» **Exercise goal**:
Recast the lines of the records as a Markdown table with two columns, Row and Line, putting each line's number under Row and its text under Line. Leave out any blank lines.

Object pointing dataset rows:
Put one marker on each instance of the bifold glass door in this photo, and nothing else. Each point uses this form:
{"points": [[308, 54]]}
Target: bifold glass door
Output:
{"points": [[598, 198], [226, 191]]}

» **Written answer**:
| Row | Line |
|---|---|
| 1 | Put one marker on each instance of the bifold glass door in this photo, and nothing else. Each point uses this form: |
| 2 | {"points": [[308, 54]]} |
| 3 | Target: bifold glass door |
| 4 | Output: |
| 5 | {"points": [[598, 198], [226, 191]]} |